### What is expected
Answer these questions from the text on court reporters and automation below:
(a) In which two fields are some professionals worried their jobs could become obsolete?
(b) What two developments have pushed this worry into the spotlight?
(c) Who are still considered the most credible transcribers despite technological advancements?

### Given text

..........

In today’s era of automation and virtual assistants, many workers fear their profession could soon be taken over by robots, so to speak. But how accurate is that assumption?
Well, jobs like driving, data entry, financial analysis, customer service, medics, and manual labor are already being replaced by artificial intelligence. Whether it’s self-driving cars or robots performing surgery, the workforce is changing with automation. In the fields of reporting and proofreading, for instance, some professionals are worried their jobs could become obsolete.
But is there any weight to that concern? The rise of voice recognition software and a shortage of court reporters has pushed this worry into the spotlight. Are court reporters now obsolete in the digital age?
No substitute for real-time stenography
Court reporting takes a certain level of skill and critical thinking that computers can’t offer. Despite technological advancements, court reporters are still considered the most credible transcribers. They can produce accurate legal records and note interpersonal nuances and emotions that computers might miss.

..........

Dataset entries
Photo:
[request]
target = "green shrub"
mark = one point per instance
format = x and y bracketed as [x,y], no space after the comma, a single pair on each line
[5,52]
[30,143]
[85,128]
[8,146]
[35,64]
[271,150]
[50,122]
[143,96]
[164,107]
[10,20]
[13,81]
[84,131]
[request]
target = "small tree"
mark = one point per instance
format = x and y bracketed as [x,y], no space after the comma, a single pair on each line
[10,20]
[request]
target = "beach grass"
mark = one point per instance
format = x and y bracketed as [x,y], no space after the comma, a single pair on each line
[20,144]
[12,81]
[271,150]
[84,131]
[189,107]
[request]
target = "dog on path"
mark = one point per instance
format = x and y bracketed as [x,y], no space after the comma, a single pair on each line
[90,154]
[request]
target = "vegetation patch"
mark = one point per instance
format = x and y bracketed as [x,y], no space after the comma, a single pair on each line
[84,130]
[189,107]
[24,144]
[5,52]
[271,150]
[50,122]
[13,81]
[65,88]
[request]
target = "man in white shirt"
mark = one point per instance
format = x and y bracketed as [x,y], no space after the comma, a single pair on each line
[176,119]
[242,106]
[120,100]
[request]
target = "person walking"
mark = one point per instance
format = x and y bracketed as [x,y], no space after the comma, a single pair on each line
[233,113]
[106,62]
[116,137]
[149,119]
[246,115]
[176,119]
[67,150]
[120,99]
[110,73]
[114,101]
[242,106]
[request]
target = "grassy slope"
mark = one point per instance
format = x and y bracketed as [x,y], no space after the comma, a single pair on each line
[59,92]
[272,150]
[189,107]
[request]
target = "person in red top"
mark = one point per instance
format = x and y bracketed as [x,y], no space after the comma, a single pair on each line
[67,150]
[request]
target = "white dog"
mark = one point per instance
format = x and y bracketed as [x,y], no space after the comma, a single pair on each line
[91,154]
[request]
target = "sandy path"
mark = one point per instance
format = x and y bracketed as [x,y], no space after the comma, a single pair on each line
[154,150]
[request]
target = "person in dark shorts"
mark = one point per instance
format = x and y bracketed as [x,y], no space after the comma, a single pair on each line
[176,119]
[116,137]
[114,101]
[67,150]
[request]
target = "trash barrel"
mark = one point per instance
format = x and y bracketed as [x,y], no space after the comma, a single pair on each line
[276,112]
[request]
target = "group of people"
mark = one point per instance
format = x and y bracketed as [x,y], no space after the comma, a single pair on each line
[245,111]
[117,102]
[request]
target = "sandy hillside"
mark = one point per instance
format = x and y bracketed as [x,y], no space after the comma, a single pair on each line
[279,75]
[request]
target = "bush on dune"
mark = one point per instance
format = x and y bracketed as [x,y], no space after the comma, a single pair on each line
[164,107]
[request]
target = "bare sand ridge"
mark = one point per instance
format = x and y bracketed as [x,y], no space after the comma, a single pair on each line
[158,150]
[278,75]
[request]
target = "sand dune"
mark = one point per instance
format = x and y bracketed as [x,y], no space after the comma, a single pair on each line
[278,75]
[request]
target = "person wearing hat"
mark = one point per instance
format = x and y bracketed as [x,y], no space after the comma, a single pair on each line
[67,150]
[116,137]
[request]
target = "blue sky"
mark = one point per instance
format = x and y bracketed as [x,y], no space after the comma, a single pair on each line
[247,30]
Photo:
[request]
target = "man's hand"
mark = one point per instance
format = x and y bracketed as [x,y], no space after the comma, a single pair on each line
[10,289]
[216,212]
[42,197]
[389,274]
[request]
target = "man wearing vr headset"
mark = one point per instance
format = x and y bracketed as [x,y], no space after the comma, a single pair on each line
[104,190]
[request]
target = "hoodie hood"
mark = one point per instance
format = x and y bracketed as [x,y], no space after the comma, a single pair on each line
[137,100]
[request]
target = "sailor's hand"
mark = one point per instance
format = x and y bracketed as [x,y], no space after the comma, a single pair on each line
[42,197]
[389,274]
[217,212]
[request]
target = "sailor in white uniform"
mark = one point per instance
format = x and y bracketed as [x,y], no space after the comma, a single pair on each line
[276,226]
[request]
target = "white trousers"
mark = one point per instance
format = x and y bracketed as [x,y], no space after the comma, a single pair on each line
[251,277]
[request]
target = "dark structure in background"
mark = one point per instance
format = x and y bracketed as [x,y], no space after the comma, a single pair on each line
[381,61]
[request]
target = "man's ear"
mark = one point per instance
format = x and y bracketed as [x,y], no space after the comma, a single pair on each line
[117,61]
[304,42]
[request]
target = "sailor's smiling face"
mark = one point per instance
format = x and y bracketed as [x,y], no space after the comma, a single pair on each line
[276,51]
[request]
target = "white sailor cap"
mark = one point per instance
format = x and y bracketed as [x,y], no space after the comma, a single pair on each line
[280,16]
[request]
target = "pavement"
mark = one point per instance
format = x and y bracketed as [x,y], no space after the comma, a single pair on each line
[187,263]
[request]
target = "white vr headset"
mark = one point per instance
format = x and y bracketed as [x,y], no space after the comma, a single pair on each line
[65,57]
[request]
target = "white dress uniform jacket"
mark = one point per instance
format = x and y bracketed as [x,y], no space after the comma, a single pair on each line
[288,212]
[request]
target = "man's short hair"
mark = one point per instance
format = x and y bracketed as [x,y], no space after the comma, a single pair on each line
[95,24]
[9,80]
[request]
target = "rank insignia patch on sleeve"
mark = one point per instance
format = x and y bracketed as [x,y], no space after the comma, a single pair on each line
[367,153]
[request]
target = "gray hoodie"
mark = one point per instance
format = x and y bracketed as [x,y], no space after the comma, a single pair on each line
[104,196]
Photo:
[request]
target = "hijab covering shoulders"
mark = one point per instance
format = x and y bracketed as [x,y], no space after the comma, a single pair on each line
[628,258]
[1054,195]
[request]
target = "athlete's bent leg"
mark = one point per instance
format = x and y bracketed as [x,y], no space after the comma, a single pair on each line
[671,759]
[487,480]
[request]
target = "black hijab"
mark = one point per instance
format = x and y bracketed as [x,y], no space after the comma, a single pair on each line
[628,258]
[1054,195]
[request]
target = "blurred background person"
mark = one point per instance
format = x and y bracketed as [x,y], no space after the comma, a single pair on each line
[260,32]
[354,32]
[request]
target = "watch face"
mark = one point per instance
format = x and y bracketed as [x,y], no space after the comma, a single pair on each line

..........

### Answer section
(a) Reporting and proofreading.
(b) The rise of voice recognition software and a shortage of court reporters.
(c) Court reporters.